* **WHAT TO WORK ON**
Write out the data exactly, every line included.

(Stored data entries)
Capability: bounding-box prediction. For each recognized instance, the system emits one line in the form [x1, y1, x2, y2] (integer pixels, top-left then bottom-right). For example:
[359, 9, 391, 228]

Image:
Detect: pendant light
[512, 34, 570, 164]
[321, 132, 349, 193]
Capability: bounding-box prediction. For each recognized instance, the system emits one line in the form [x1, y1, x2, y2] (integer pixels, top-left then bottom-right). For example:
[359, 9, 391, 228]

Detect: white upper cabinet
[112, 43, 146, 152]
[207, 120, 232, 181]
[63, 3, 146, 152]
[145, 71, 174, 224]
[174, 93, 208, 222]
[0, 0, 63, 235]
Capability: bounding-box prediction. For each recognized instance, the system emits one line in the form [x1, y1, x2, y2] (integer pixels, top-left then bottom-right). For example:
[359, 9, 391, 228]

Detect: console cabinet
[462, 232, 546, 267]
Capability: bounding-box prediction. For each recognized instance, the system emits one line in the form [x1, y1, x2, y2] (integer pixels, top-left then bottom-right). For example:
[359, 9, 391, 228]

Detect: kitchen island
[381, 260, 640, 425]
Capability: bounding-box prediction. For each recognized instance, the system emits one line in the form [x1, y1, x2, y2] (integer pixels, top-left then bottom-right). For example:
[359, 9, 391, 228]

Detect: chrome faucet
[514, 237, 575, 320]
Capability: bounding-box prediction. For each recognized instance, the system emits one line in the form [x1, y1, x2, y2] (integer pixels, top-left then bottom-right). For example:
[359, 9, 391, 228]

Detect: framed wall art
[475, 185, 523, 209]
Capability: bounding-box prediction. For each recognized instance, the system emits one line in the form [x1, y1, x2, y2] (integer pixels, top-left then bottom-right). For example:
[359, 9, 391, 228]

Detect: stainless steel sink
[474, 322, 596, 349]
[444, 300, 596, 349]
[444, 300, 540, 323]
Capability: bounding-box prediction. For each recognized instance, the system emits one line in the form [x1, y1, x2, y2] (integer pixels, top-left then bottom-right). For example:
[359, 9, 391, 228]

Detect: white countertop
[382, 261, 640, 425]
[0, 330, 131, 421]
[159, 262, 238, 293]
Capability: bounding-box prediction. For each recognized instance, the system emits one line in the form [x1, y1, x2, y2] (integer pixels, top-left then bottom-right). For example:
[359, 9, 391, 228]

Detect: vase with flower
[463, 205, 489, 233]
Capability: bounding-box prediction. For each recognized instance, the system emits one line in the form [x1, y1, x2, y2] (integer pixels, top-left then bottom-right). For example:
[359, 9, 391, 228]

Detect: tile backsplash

* **ANSWER FOR THIS EXERCISE**
Capability: bounding-box prediction. For each recognized instance, the system emits one line in the form [x1, y1, x2, y2] (integer pixels, top-left then bottom-right). For example:
[359, 9, 391, 228]

Image:
Detect: pendant light
[512, 34, 570, 164]
[321, 132, 349, 193]
Capability: bounding-box prediction. For each recognized instance, the system emits one line in the form [x1, y1, x2, y2] (integer pixels, top-left then bottom-right). For example:
[359, 9, 391, 228]

Detect: white upper cabinet
[112, 43, 146, 152]
[207, 120, 232, 181]
[63, 3, 146, 152]
[145, 71, 174, 224]
[174, 93, 208, 222]
[0, 0, 63, 235]
Capability: bounding-box prediction. For each recognized instance, the system emits one line in the form [x1, y1, x2, y2] (integer pixels, top-left then bottom-right). For example:
[359, 9, 391, 228]

Detect: console cabinet
[462, 232, 546, 267]
Capability: bounding-box prediction. For each recognized instance, the system emits one line in the form [x1, y1, x2, y2] (integer pixels, top-left then bottom-right). For example:
[359, 9, 391, 228]

Detect: kitchen island
[381, 260, 640, 425]
Capability: bounding-box prediction. For each recognized instance, the system emits one line in the form [x1, y1, x2, y2] (integer pixels, top-left then bottom-right). For example:
[359, 9, 391, 228]

Detect: chrome faucet
[514, 237, 575, 320]
Capability: bounding-box prediction. For each recognized instance, the system emits one line in the form [x1, y1, x2, y2] (integer pixels, top-left then bottom-right). For example:
[359, 9, 391, 228]

Detect: framed wall art
[475, 185, 523, 209]
Capability: bounding-box prediction. For each recognized instance, the system emits one line in the form [x1, y1, x2, y2] (integer pixels, top-left then bottom-right). For example:
[359, 9, 391, 228]

Detect: stainless steel sink
[474, 322, 596, 349]
[444, 300, 596, 349]
[444, 300, 540, 323]
Capability: bounding-box prediction. For each recognized instance, the system emits one line in the form [x1, y1, x2, y2] (integer pixels, top-left then bottom-right). For example:
[359, 9, 391, 228]

Detect: white countertop
[382, 261, 640, 425]
[0, 330, 131, 421]
[159, 262, 238, 293]
Capability: bounding-box prediction. For each recognized instance, the system emits one line in the form [x1, y1, x2, y2] (integer pixels, top-left then bottom-right). For example:
[359, 9, 391, 228]

Detect: vase with flower
[463, 205, 489, 233]
Capability: bounding-box prediction. For each recognized instance, the system emits one line in the form [x1, y1, x2, y2] (integer pixels, top-left then bottom-right). For example:
[359, 9, 391, 228]

Detect: tile backsplash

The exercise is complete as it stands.